*** Provided material Section Begins ***

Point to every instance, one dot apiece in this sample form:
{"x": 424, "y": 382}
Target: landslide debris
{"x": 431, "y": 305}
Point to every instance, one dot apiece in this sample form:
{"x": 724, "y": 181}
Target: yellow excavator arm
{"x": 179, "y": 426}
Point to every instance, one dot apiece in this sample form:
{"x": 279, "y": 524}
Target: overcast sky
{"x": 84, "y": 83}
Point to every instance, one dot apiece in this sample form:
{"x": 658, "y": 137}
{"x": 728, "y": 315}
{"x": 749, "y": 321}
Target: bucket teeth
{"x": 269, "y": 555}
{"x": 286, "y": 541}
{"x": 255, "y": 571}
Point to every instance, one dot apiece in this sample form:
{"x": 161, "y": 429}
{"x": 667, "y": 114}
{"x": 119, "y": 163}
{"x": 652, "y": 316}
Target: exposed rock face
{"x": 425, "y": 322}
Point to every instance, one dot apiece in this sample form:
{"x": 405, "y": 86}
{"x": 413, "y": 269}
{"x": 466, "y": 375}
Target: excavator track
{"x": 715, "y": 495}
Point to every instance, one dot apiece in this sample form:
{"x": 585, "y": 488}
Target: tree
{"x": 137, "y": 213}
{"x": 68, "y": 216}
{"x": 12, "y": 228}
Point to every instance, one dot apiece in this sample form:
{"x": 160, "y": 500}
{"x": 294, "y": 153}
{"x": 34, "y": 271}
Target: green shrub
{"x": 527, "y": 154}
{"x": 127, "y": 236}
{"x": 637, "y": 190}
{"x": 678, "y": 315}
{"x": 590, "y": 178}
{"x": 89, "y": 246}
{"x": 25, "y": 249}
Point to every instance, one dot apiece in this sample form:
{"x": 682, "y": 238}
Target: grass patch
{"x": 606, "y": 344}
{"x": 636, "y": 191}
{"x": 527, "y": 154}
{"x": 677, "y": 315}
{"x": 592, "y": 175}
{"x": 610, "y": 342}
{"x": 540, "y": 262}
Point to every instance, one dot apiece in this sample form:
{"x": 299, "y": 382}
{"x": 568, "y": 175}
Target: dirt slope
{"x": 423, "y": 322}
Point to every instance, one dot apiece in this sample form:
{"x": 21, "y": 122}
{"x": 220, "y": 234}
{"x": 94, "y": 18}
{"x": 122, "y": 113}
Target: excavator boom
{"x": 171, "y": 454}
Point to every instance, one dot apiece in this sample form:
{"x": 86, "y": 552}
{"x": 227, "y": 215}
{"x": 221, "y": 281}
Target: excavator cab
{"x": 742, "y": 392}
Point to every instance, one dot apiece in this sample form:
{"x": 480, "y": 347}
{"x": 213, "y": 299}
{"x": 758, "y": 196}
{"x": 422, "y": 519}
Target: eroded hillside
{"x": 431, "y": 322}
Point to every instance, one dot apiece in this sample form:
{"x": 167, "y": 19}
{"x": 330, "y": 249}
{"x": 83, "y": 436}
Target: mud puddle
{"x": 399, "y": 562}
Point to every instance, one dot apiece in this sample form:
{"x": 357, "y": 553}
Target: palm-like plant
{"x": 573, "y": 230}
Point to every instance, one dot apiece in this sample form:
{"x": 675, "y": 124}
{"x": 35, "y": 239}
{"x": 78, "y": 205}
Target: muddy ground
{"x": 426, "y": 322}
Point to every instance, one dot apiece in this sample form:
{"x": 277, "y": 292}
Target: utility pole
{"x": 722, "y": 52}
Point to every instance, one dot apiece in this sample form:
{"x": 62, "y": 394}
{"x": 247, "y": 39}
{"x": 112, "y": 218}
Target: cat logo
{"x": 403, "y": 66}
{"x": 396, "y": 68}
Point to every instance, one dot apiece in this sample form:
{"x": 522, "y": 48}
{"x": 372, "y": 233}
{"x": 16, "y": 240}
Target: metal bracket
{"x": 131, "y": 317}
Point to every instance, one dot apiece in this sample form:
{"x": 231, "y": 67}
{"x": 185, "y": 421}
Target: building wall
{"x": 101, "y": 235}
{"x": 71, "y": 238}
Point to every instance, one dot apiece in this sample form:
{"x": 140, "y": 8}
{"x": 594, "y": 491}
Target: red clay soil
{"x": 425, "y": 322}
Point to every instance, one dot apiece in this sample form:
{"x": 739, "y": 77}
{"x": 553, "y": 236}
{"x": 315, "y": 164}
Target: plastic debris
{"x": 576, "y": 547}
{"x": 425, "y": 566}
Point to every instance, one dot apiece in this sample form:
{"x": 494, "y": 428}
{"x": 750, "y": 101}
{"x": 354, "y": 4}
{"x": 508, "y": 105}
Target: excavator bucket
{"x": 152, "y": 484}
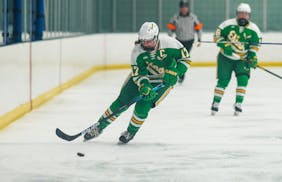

*** Provided material Section Ends ***

§ Work to be completed:
Please reproduce the whole listing exactly; the pictures stay out.

§ Solution to this task:
Point to every instance, one dot apiece in this sample form:
{"x": 424, "y": 382}
Target: landslide debris
{"x": 431, "y": 305}
Point to every instance, one dot apiece in this sample form:
{"x": 724, "y": 181}
Target: yellow excavator arm
{"x": 179, "y": 426}
Point to every instance, one dot apiece in this sample form:
{"x": 279, "y": 524}
Target: overcast sky
{"x": 84, "y": 83}
Point to every instance, one dot apiece in this sample form:
{"x": 658, "y": 137}
{"x": 728, "y": 315}
{"x": 749, "y": 321}
Target: bucket teeth
{"x": 269, "y": 555}
{"x": 286, "y": 541}
{"x": 255, "y": 571}
Point to every instance, one dot apiece in this sample form:
{"x": 161, "y": 429}
{"x": 667, "y": 114}
{"x": 119, "y": 163}
{"x": 652, "y": 316}
Target: exposed rock face
{"x": 425, "y": 322}
Point to every instance, one dot apiece in this sample form:
{"x": 405, "y": 86}
{"x": 413, "y": 269}
{"x": 466, "y": 375}
Target: excavator track
{"x": 715, "y": 495}
Point to every instance, one dot apiece in this sample form:
{"x": 585, "y": 488}
Target: tree
{"x": 137, "y": 213}
{"x": 68, "y": 216}
{"x": 12, "y": 228}
Point to every instance, one dot apiece in this sample form:
{"x": 160, "y": 500}
{"x": 294, "y": 153}
{"x": 34, "y": 271}
Target: green shrub
{"x": 527, "y": 154}
{"x": 127, "y": 236}
{"x": 637, "y": 190}
{"x": 678, "y": 315}
{"x": 590, "y": 178}
{"x": 89, "y": 246}
{"x": 25, "y": 249}
Point to every instance, one dot apiece in this sample form:
{"x": 682, "y": 238}
Target: grass patch
{"x": 606, "y": 344}
{"x": 636, "y": 191}
{"x": 527, "y": 154}
{"x": 677, "y": 315}
{"x": 592, "y": 175}
{"x": 610, "y": 342}
{"x": 540, "y": 262}
Point to every instance, one dot apiece in this sample form:
{"x": 299, "y": 382}
{"x": 568, "y": 175}
Target: dirt slope
{"x": 423, "y": 322}
Point to every instance, one dot apiece in this sample form:
{"x": 21, "y": 122}
{"x": 220, "y": 234}
{"x": 94, "y": 18}
{"x": 122, "y": 113}
Target: excavator boom
{"x": 171, "y": 454}
Point to every instance, one dot apiece in this sample form:
{"x": 86, "y": 552}
{"x": 227, "y": 215}
{"x": 221, "y": 281}
Target: excavator cab
{"x": 742, "y": 392}
Point to every instance, one dot apiece in this sample form:
{"x": 480, "y": 347}
{"x": 213, "y": 299}
{"x": 758, "y": 196}
{"x": 422, "y": 519}
Target: eroded hillside
{"x": 431, "y": 322}
Point to every instance, one dot apiece in this sample form:
{"x": 167, "y": 19}
{"x": 330, "y": 249}
{"x": 83, "y": 436}
Target: mud puddle
{"x": 399, "y": 562}
Point to every instance, one dot apiece in this sample form:
{"x": 357, "y": 553}
Target: palm-like plant
{"x": 573, "y": 230}
Point to every instance, one dot apiece in this sample form:
{"x": 675, "y": 124}
{"x": 35, "y": 239}
{"x": 78, "y": 205}
Target: muddy ground
{"x": 426, "y": 322}
Point to every instance, one dot apiece in this sample form:
{"x": 277, "y": 292}
Target: utility pole
{"x": 722, "y": 52}
Point to every instance, one dot apiece in this sample form:
{"x": 62, "y": 394}
{"x": 247, "y": 39}
{"x": 112, "y": 218}
Target: cat logo
{"x": 403, "y": 66}
{"x": 396, "y": 68}
Point to every instance, one dot apiece in this sample form:
{"x": 522, "y": 48}
{"x": 372, "y": 233}
{"x": 16, "y": 240}
Target: metal bracket
{"x": 131, "y": 317}
Point to every instance, one dot apiece in this sample form:
{"x": 231, "y": 67}
{"x": 185, "y": 421}
Target: building wall
{"x": 101, "y": 235}
{"x": 71, "y": 238}
Point to every instance, one dot apiece in this sample form:
{"x": 140, "y": 8}
{"x": 594, "y": 491}
Target: red clay soil
{"x": 425, "y": 322}
Point to every instance, one dot apiece in this sample form:
{"x": 739, "y": 77}
{"x": 553, "y": 236}
{"x": 315, "y": 164}
Target: plastic debris
{"x": 576, "y": 547}
{"x": 425, "y": 566}
Point to every instance, one dot apiece in this sample form:
{"x": 494, "y": 428}
{"x": 750, "y": 101}
{"x": 354, "y": 4}
{"x": 508, "y": 105}
Target: excavator bucket
{"x": 152, "y": 484}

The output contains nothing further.